- _What the task requires_
Your task is to return all the entries below exactly, with every picture omitted.

──────── Given data

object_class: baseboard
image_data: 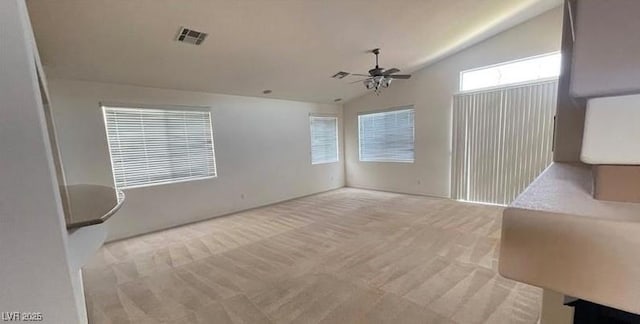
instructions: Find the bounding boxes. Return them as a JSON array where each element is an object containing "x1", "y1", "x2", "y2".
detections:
[
  {"x1": 105, "y1": 185, "x2": 347, "y2": 243},
  {"x1": 344, "y1": 184, "x2": 451, "y2": 200}
]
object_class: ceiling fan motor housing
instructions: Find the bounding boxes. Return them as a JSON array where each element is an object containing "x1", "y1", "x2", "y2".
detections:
[{"x1": 369, "y1": 67, "x2": 385, "y2": 76}]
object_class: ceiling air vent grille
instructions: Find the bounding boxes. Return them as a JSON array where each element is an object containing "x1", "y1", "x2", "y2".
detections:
[{"x1": 176, "y1": 27, "x2": 207, "y2": 45}]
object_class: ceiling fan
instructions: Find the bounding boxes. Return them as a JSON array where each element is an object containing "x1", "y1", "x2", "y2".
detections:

────────────────

- _Exercise output_
object_class: baseboard
image_data: 
instructions: Find the bounding boxes. Return them as a JSON array where each element is an object containing "x1", "y1", "x2", "y2".
detections:
[
  {"x1": 105, "y1": 185, "x2": 347, "y2": 243},
  {"x1": 344, "y1": 184, "x2": 451, "y2": 200}
]
object_class: ceiling fan motor housing
instructions: Find the bounding boxes. Return them as a JSON array where each element is an object containing "x1", "y1", "x2", "y2".
detections:
[{"x1": 369, "y1": 67, "x2": 385, "y2": 76}]
object_class: ceiling air vent grille
instructions: Find the bounding boxes. Return them as a JSON array where each element is an object containing "x1", "y1", "x2", "y2".
detections:
[{"x1": 176, "y1": 27, "x2": 207, "y2": 45}]
object_class: ceiling fan
instructions: Find the bounding boxes. Return them as a JSON array where each element is an object containing "x1", "y1", "x2", "y2".
detections:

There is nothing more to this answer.